• Compito 1
Nel racconto del viaggio in pickup, che cosa si portava dietro il boss?
• Compito 2
Riporta il passo del racconto del viaggio in pickup da "Per ora la maggior" a "crick e chiavi.", parola per parola.

“Non potrebbero aspettare di vedere chi c’è e cosa portano e poi sistemare il bagaglio?”.
La categoria del pensiero organizzativo è sconosciuto ai bantù.
Quando dopo quattro ore fu definito il carico e fu definito il numero dei passeggeri, il pickup sembrava la cupola del duomo ed io contai diciassette persone. Ma me compreso.
E mentre salivo a sedere sul tettuccio della cabina (sarà stato un posto nobile?!), vidi arrivare il boss, che naturalmente era il guidatore, mentre si portava dietro un vecchio fucile ad avancarica.
“Che se ne farà? Belve? Banditi?”. Non approfondii.
Si parte. Tempo bello. Io che mi dovevo arreggere al portapacchi su cui sedevo per non cader giù per il dondolio pauroso.
Non è una strada, sembra più una pista da bob, ma con sponde di terra ed alquanto dissestata.
Per ora la maggior difficoltà è data da queste piante che hanno degli aculei di sei, sette centimetri, che ti vengono incontro precisi all’altezza dello stomaco.
Dal cofano si alza una nuvoletta di vapore. Acqua che bolle. Ci si ferma. Tutti a terra. Ci sono un paio di neri un po’ più chiari, con i tratti dei somali, che mi guardano di traverso. Devono aver saputo che sono italiano ed a quanto pare i miei compatrioti non hanno lasciato loro un bel ricordo.
Stiamoli alla lontana. Aspetto al limitare della pista, un po’ discosto. Sono in tre o quattro con la testa affogata dentro il vano motore. Il boss impartisce ordini.
Dopo mezz’ora si riparte. Tutti su. Altri venti minuti di viaggio e scoppia una gomma. Rifermi.
I ragazzi del carbrush, due, armeggiano con crick e chiavi.
Di nuovo in carrozza. Si riparte e…dopo altri venti minuti ribolle l’acqua. Si sarà fatto in due ore sì e no cinque chilometri.
Alla terza volta, che si alza la nuvoletta di vapore, un po’ curioso ed un po’ spazientito metto anch’io la testa sotto il cofano. Mi guardano sospettosi. Comunque voglio vedere cosa fanno.

• Righe di dati
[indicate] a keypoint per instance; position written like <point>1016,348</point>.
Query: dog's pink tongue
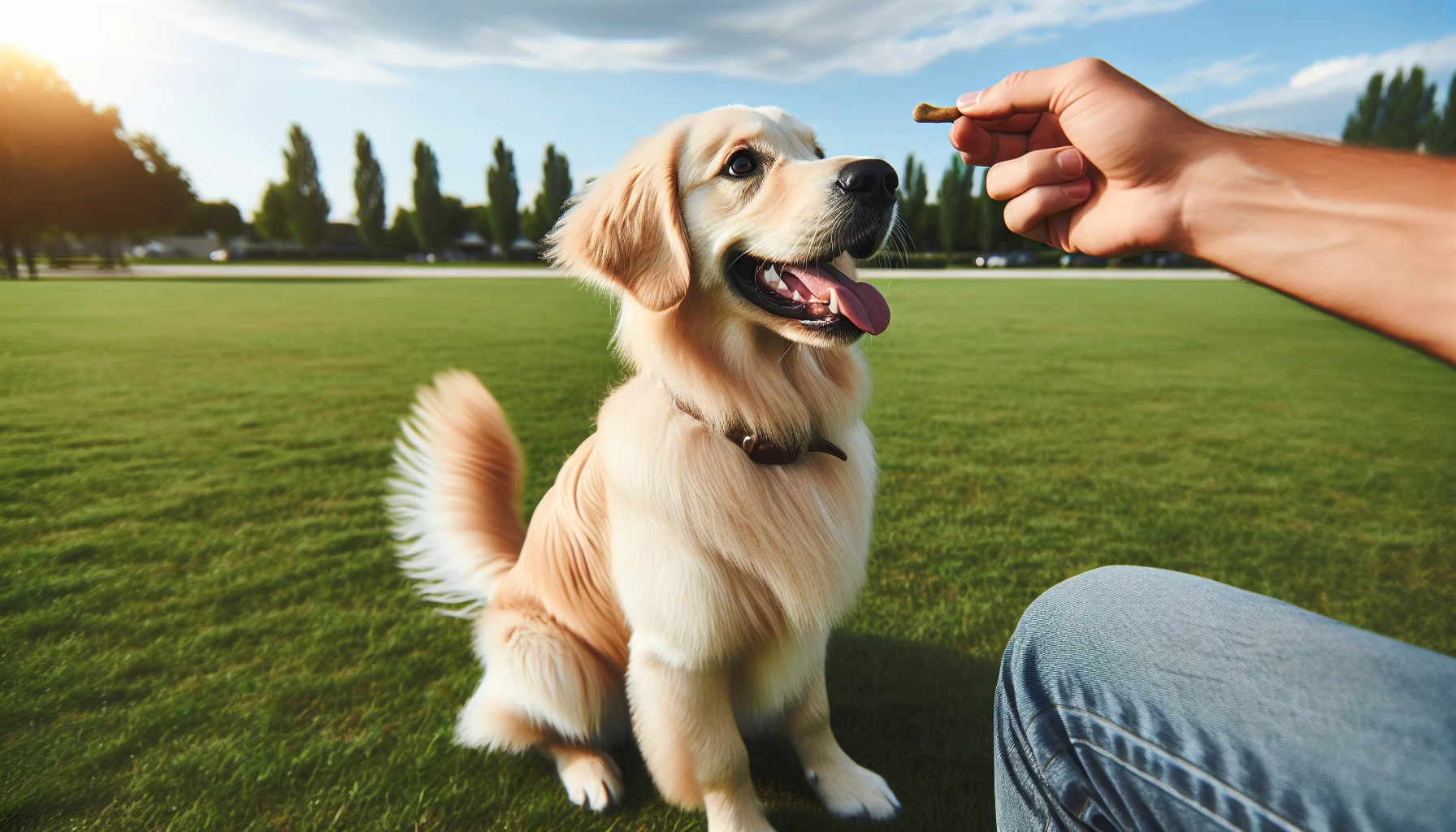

• Risposta 1
Un vecchio fucile ad avancarica.

• Risposta 2
Per ora la maggior difficoltà è data da queste piante che hanno degli aculei di sei, sette centimetri, che ti vengono incontro precisi all’altezza dello stomaco.
Dal cofano si alza una nuvoletta di vapore. Acqua che bolle. Ci si ferma. Tutti a terra. Ci sono un paio di neri un po’ più chiari, con i tratti dei somali, che mi guardano di traverso. Devono aver saputo che sono italiano ed a quanto pare i miei compatrioti non hanno lasciato loro un bel ricordo.
Stiamoli alla lontana. Aspetto al limitare della pista, un po’ discosto. Sono in tre o quattro con la testa affogata dentro il vano motore. Il boss impartisce ordini.
Dopo mezz’ora si riparte. Tutti su. Altri venti minuti di viaggio e scoppia una gomma. Rifermi.
I ragazzi del carbrush, due, armeggiano con crick e chiavi.